--- start Text extract ---
# Prove that the sum of harmonic series 1..n can be expressed as (n+1)H_n -n

Prove by induction that the sum of harmonic series Hn from 1 to n where n is a natural number is as follows. $$H_n = \sum\limits_{i=1}^n 1/i$$ Prove: $$\sum\limits_{i=1}^nH_i = (n+1)H_n -n$$ n=1 $$H_1 = 1 = (1+1)(H_1) -1 = 2(1)-1 =1$$ n=k+1 $$H_{n+1} = H_n +1/(n+1)$$ $$H_1 +H_2 +... +H_{n+1} = (n+1 +1 )H_{n+1} -(n+1)$$ $$H_1 +H_2 +... +H_{n+1} = (n+2)H_{n+1} -n -1$$ $$H_1 +H_2 +... +H_{n+1} = (n+2)H_{n+1} -n -1$$ $$H_1 +H_2 +... +H_{n+1} = nH_{n+1} +2H_{n+1} -n -1$$ $$H_1 +H_2 +... +H_{n} = nH_{n+1} +2H_{n+1} -n -1 = (n+2)(H_{n+1}) -n -1$$ $$H_1 +H_2 +... +H_{n} =(n+2)(H_n +1)/(n+1) -n -1$$ At this point I get lost. I've been at this for a while and I don't know if I'm even on the right track, does anyone have a solution. Did I go wrong anywhere?
--- end Text extract ---
## Written task 1
Retype the stretch of the harmonic series question from "# Prove that" through "go wrong anywhere?" with no changes.
--- start Data supplied ---
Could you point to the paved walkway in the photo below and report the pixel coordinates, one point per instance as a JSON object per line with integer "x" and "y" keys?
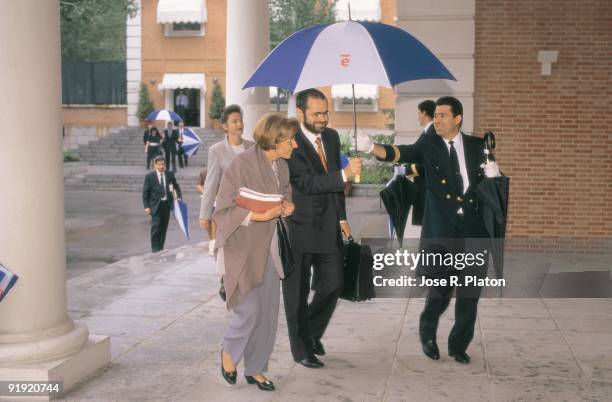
{"x": 167, "y": 322}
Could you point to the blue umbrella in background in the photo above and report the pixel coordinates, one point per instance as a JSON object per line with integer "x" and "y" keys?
{"x": 191, "y": 142}
{"x": 163, "y": 114}
{"x": 7, "y": 280}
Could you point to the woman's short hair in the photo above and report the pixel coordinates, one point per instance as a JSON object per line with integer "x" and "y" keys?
{"x": 274, "y": 128}
{"x": 229, "y": 110}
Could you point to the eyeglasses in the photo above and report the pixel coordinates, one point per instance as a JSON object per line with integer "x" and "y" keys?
{"x": 317, "y": 115}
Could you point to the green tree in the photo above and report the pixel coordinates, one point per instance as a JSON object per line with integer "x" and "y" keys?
{"x": 289, "y": 16}
{"x": 95, "y": 30}
{"x": 145, "y": 106}
{"x": 217, "y": 102}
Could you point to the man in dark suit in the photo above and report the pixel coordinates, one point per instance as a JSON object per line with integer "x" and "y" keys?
{"x": 183, "y": 158}
{"x": 425, "y": 114}
{"x": 316, "y": 228}
{"x": 158, "y": 200}
{"x": 169, "y": 145}
{"x": 145, "y": 139}
{"x": 451, "y": 161}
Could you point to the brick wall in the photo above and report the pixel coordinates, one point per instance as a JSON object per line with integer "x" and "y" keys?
{"x": 554, "y": 133}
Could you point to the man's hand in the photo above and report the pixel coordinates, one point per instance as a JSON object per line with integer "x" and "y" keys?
{"x": 345, "y": 228}
{"x": 363, "y": 142}
{"x": 287, "y": 208}
{"x": 491, "y": 169}
{"x": 354, "y": 168}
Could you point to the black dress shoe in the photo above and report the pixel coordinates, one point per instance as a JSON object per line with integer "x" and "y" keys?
{"x": 430, "y": 348}
{"x": 460, "y": 357}
{"x": 311, "y": 362}
{"x": 229, "y": 376}
{"x": 264, "y": 385}
{"x": 317, "y": 348}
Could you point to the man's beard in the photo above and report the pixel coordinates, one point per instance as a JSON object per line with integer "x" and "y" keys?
{"x": 311, "y": 127}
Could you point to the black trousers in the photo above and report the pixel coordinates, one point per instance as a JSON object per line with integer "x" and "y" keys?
{"x": 182, "y": 158}
{"x": 466, "y": 306}
{"x": 170, "y": 157}
{"x": 309, "y": 321}
{"x": 159, "y": 226}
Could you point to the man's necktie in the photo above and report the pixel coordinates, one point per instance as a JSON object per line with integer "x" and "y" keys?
{"x": 163, "y": 185}
{"x": 320, "y": 152}
{"x": 455, "y": 169}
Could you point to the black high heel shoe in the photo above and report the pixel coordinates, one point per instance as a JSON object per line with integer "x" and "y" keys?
{"x": 229, "y": 376}
{"x": 264, "y": 385}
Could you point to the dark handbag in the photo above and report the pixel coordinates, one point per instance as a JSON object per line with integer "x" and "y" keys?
{"x": 284, "y": 248}
{"x": 358, "y": 274}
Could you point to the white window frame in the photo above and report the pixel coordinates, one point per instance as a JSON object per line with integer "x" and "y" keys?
{"x": 169, "y": 30}
{"x": 340, "y": 106}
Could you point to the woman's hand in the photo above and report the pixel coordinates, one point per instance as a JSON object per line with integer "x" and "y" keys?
{"x": 268, "y": 215}
{"x": 287, "y": 207}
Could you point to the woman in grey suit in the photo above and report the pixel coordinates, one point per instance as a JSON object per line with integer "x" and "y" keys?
{"x": 220, "y": 155}
{"x": 247, "y": 247}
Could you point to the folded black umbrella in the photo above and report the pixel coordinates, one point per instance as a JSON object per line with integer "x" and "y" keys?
{"x": 398, "y": 197}
{"x": 493, "y": 193}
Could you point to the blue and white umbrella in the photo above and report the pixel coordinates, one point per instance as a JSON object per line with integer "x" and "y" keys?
{"x": 349, "y": 52}
{"x": 7, "y": 280}
{"x": 182, "y": 217}
{"x": 191, "y": 142}
{"x": 164, "y": 114}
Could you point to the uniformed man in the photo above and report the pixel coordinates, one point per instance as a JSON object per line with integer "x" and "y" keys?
{"x": 451, "y": 163}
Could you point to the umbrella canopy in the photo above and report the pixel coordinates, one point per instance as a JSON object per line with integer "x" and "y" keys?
{"x": 191, "y": 142}
{"x": 163, "y": 114}
{"x": 7, "y": 280}
{"x": 182, "y": 217}
{"x": 398, "y": 198}
{"x": 494, "y": 193}
{"x": 349, "y": 52}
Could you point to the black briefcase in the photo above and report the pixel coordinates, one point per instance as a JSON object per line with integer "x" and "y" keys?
{"x": 358, "y": 274}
--- end Data supplied ---
## Written task 2
From the listing, extract each line that contains the string "umbrella", matching case.

## Correct answer 1
# Prove that the sum of harmonic series 1..n can be expressed as (n+1)H_n -n

Prove by induction that the sum of harmonic series Hn from 1 to n where n is a natural number is as follows. $$H_n = \sum\limits_{i=1}^n 1/i$$ Prove: $$\sum\limits_{i=1}^nH_i = (n+1)H_n -n$$ n=1 $$H_1 = 1 = (1+1)(H_1) -1 = 2(1)-1 =1$$ n=k+1 $$H_{n+1} = H_n +1/(n+1)$$ $$H_1 +H_2 +... +H_{n+1} = (n+1 +1 )H_{n+1} -(n+1)$$ $$H_1 +H_2 +... +H_{n+1} = (n+2)H_{n+1} -n -1$$ $$H_1 +H_2 +... +H_{n+1} = (n+2)H_{n+1} -n -1$$ $$H_1 +H_2 +... +H_{n+1} = nH_{n+1} +2H_{n+1} -n -1$$ $$H_1 +H_2 +... +H_{n} = nH_{n+1} +2H_{n+1} -n -1 = (n+2)(H_{n+1}) -n -1$$ $$H_1 +H_2 +... +H_{n} =(n+2)(H_n +1)/(n+1) -n -1$$ At this point I get lost. I've been at this for a while and I don't know if I'm even on the right track, does anyone have a solution. Did I go wrong anywhere?

## Correct answer 2
Could you point to the blue umbrella in background in the photo above and report the pixel coordinates, one point per instance as a JSON object per line with integer "x" and "y" keys?
Could you point to the folded black umbrella in the photo above and report the pixel coordinates, one point per instance as a JSON object per line with integer "x" and "y" keys?
Could you point to the blue and white umbrella in the photo above and report the pixel coordinates, one point per instance as a JSON object per line with integer "x" and "y" keys?
Could you point to the umbrella canopy in the photo above and report the pixel coordinates, one point per instance as a JSON object per line with integer "x" and "y" keys?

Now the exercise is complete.